Reproduce the records exactly.
------
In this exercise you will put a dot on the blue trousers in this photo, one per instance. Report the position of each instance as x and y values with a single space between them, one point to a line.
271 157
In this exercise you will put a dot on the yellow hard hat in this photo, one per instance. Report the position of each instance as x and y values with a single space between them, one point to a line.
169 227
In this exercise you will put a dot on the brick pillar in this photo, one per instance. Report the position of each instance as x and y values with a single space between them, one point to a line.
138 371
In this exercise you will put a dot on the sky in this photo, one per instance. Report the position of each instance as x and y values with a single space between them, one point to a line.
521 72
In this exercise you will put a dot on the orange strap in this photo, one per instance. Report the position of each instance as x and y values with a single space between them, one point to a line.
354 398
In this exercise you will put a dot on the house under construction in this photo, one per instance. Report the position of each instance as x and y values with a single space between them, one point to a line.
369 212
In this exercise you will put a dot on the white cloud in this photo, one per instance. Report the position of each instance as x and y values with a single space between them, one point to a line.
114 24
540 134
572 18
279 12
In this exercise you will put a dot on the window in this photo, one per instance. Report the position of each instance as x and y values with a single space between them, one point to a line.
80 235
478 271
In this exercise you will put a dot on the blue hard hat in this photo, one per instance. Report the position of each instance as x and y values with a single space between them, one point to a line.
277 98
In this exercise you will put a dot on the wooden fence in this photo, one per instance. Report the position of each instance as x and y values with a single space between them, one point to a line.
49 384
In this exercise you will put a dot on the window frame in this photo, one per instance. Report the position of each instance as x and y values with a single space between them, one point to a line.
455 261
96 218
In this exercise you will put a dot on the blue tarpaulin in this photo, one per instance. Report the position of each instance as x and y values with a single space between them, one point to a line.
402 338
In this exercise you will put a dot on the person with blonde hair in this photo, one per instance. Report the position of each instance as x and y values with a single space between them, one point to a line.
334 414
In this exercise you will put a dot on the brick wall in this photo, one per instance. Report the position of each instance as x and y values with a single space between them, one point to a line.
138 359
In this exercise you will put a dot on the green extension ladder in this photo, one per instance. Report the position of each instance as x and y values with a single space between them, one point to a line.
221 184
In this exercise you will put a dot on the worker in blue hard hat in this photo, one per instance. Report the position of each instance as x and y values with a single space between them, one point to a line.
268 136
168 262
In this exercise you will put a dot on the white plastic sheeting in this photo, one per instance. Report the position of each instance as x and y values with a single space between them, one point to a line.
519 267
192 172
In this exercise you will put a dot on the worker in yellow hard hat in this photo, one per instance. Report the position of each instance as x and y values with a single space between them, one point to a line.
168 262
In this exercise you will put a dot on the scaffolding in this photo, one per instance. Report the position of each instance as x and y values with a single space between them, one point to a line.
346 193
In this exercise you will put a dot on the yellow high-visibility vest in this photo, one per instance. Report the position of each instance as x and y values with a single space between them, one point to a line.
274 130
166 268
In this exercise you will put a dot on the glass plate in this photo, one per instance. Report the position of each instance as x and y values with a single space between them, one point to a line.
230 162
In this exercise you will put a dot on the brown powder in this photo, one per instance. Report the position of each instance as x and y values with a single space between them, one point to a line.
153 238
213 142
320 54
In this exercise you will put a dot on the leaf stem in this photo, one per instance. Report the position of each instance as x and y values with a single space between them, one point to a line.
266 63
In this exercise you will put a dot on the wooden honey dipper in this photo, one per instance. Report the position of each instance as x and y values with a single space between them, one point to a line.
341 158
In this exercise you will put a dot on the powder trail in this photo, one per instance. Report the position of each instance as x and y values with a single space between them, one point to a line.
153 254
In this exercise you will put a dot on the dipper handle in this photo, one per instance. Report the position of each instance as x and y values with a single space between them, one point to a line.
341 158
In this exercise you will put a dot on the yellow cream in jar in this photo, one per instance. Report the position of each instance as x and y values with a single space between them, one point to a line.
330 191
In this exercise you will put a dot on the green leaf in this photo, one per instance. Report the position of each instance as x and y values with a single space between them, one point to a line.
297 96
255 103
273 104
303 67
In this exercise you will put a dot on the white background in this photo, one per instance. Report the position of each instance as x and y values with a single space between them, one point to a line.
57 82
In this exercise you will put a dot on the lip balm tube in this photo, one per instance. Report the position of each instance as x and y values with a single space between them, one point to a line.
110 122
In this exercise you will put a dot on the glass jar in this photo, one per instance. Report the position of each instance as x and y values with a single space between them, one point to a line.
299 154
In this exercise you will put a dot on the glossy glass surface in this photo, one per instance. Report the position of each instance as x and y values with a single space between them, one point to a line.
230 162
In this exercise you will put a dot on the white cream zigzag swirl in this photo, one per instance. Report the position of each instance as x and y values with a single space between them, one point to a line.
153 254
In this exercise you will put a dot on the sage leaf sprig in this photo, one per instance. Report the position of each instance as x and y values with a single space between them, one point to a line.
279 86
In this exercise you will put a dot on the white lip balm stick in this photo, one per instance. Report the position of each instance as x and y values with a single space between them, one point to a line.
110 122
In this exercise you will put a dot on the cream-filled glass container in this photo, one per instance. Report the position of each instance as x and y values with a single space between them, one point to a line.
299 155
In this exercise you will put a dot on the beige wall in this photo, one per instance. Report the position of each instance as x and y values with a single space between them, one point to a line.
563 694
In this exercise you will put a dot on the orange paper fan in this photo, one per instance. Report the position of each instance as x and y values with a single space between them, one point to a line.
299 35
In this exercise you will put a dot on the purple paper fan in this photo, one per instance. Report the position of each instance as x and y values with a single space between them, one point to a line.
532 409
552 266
------
● ANSWER BOX:
In this exercise you will put a dot on the blue trousers in this photo, one per instance. Report the position of each instance as x and y values with a single space between them, one point to a line.
271 157
In this exercise you will put a dot on the yellow hard hat in this photo, one per instance. Report the position of each instance as x and y values with a single space between them, one point to a line.
169 227
In this exercise you will put a dot on the brick pillar in this photo, one per instance. Report the position of each instance as x and y values with a single space between them, one point to a line.
138 371
In this exercise you will put a dot on the sky in this photo, one per instance. Report the position of each instance as x and y values with a single space between them, one point to a line.
521 72
In this exercise you will put a dot on the orange strap in this photo, one per instance. Report the position of each instance as x and y values with a single space between them, one point to a line.
354 398
In this exercise you will put a dot on the house under construction in this photo, one per instance. Report the position of each instance as x and y values with a single space between them, one point to a line.
369 212
In this exercise you will put a dot on the white cloud in this photo, one per instance. Report the position of each instance as x and y values with a single space between them, one point to a line.
114 24
540 134
572 18
279 12
In this exercise you will put a dot on the window in this photo, one per instance. Report the position of each instance as x and y values with a single space between them, one point to a line.
80 235
478 271
In this exercise you will put a dot on the blue hard hat in this photo, one per instance. Report the position of each instance as x and y values with a single space between them, one point to a line.
277 98
In this exercise you will put a dot on the wooden fence in this photo, one per instance. Report the position of each instance as x and y values with a single space between them, one point to a line.
49 384
In this exercise you will put a dot on the window frame in this photo, one per instance. Report the position of each instance as x and y values with a single space between them, one point to a line.
455 261
96 218
In this exercise you will put a dot on the blue tarpaulin in this photo, one per instance. Report the position of each instance as x and y values with a single space between them, one point to a line.
402 338
In this exercise you will put a dot on the person with blonde hair in this photo, one per instance. Report the position of each instance as x and y values with a single space between them, one point to a line.
334 414
In this exercise you will put a dot on the brick wall in this photo, one per instance. Report the position of each instance as x and y values with a single space between them, one point to a line.
138 359
In this exercise you will put a dot on the green extension ladder in this photo, one per instance. Report the position of each instance as x and y values with a single space between them, one point to a line.
221 184
In this exercise you will put a dot on the worker in blue hard hat in this photo, one per instance. Report the position of each instance as x and y values with a single space between them, one point to a line.
268 136
168 262
In this exercise you will put a dot on the white plastic sheeting in this photo, one per instance. Report the position of each instance as x and y values with a single space between them, one point to a line.
519 267
192 172
In this exercise you will put a dot on the worker in yellow hard hat in this photo, one per instance. Report the position of each instance as x and y values with a single space between them, one point to a line.
168 262
In this exercise you will put a dot on the scaffolding in this photo, one per instance. Report the position of each instance as x and y values with a single space between them, one point to a line.
346 193
In this exercise you will put a dot on the yellow high-visibility vest in this photo, one per instance. Report the position of each instance as x and y values with a single space between them, one point to a line.
274 130
166 268
In this exercise you will put a dot on the glass plate in this photo, one per instance. Report the position of each instance as x and y values with a single space between them, one point to a line.
230 162
In this exercise you will put a dot on the brown powder in this photo, one per instance. Report the position of each instance as x and y values with a single space between them, one point to a line.
153 238
213 142
320 54
In this exercise you will put a dot on the leaf stem in this photo, one per instance. Report the position of each instance as x and y values with a single space between them, one point to a line.
266 63
In this exercise you will put a dot on the wooden honey dipper in this photo, one per instance. Report the position of each instance as x and y values with a single space between them, one point to a line.
341 158
In this exercise you will put a dot on the powder trail in this photo, one per instance. Report the position of each instance as x and y values with a single space between them, one point to a line.
153 254
In this exercise you will put a dot on the dipper handle in this photo, one per instance. Report the position of each instance as x and y values with a single space between them, one point to a line.
341 158
In this exercise you will put a dot on the yellow cream in jar in this photo, one per instance. Report the position of each instance as x and y values with a single space between them, one point to a line.
330 191
In this exercise you will put a dot on the green leaf in this photo, one per instance. Report the position of each instance as x and y values with a single space between them, one point to a line.
297 96
255 103
273 104
303 67
In this exercise you will put a dot on the white background in this photo, one per instance. Report the position of each instance as x and y values with a single space between them, one point to a line.
57 82
In this exercise you will put a dot on the lip balm tube in this photo, one per instance. Report the position of each instance as x and y values with a single space between them, one point to a line.
110 122
In this exercise you will put a dot on the glass jar in this photo, one per instance. Report the position of each instance as x and y values with a single space between them, one point to a line.
299 154
In this exercise you will put a dot on the glossy glass surface in this photo, one per instance. Report the position of each instance as x and y values with a single space between them, one point to a line.
230 162
In this exercise you will put a dot on the white cream zigzag swirl in this photo, one per instance. Report the position of each instance as x and y values with a single space between them, one point to a line.
153 254
In this exercise you will put a dot on the sage leaf sprig in this photo, one per instance. Report the position of each instance as x and y values with a single space between them, one point to a line.
279 86
In this exercise you will put a dot on the white lip balm stick in this photo, one per instance. Report the position of each instance as x and y values with a single space between them, one point to a line.
110 122
In this exercise you will put a dot on the cream-filled glass container in this photo, one per instance. Report the position of each instance as x and y values with a single space between them, one point to a line.
299 155
In this exercise you will put a dot on the beige wall in this photo, one per instance. Report the position of each instance as x and y values with a single space between them, one point to a line.
563 694
In this exercise you will put a dot on the orange paper fan in this photo, one per instance. Report the position of each instance as x and y values with a single space between them, one point to a line.
299 35
In this exercise you will put a dot on the purple paper fan in this photo, one per instance. Report the position of each instance as x and y values with a single space between them, one point to a line.
532 409
552 266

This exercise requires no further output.